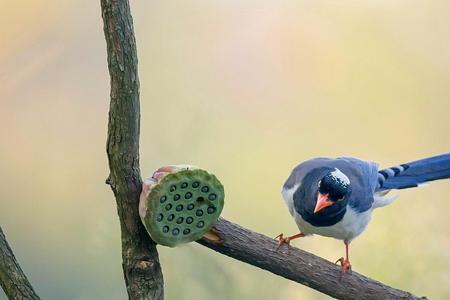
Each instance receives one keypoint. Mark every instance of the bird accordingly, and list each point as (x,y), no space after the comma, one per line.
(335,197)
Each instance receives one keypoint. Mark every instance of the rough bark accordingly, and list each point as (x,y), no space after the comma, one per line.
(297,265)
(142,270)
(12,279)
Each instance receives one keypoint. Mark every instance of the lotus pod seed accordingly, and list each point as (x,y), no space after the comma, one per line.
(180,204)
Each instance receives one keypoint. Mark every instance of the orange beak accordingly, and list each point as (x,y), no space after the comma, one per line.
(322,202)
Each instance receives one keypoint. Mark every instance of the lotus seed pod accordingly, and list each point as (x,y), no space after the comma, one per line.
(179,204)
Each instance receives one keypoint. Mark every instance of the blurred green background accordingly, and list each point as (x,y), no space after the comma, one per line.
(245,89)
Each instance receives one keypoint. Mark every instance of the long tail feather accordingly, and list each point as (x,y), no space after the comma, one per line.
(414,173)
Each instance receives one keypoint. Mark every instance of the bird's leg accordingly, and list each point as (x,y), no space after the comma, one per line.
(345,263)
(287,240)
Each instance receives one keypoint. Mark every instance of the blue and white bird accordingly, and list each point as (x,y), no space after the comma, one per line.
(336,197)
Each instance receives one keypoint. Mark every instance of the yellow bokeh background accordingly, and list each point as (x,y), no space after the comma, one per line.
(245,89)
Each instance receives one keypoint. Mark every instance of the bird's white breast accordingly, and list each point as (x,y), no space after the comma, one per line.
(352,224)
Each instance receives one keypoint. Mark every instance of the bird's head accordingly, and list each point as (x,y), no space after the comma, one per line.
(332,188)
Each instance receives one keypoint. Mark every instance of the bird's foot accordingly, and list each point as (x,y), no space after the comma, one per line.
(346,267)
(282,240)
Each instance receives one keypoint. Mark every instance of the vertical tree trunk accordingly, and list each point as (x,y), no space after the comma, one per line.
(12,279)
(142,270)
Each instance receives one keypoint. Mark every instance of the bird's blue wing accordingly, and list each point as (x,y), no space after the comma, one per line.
- - -
THE PROBLEM = Output, unchanged, the lines from the line with "the bird's leg" through the final line of the material.

EXERCISE RESULT =
Each instance receives one keypoint. Mark every instance of the bird's leg accordingly, and list each point as (x,y), no space after the comma, one per line.
(345,263)
(287,240)
Each instance receives one keypoint. Mark every instance of the blue and white bird accordingly, and list each point as (x,y), no space after the comma, one per line.
(336,197)
Each instance receives one keypoint. Mark every instance of the yellow bokeh background accordingly, and list each point as (x,y), no space after the comma, one per line.
(245,89)
Each instance receives one keypoint. Mark every instance of the bird's white breast accordingly, and list each point as (x,y), no space after the comma, one per line.
(352,224)
Each instance receives one keypoint. Mark every instance of the bird's head accordingly, and list each point as (x,y), no space after the comma, one per line.
(332,188)
Each instance receives one keypoint. Mark every instance of the bird's foot accordingly, and list each point as (x,y), no space after the comma, one per line.
(346,267)
(282,240)
Each instance receives one keypoint. Mark every instance of the vertical tree trunk accordingly, and list each point as (x,y), no space after the comma, one per line.
(12,279)
(142,270)
Each instance receives one keypoint. Mark every instance of the bird's blue wing accordingly, and list each point as (x,y), no space after the comma, one per line.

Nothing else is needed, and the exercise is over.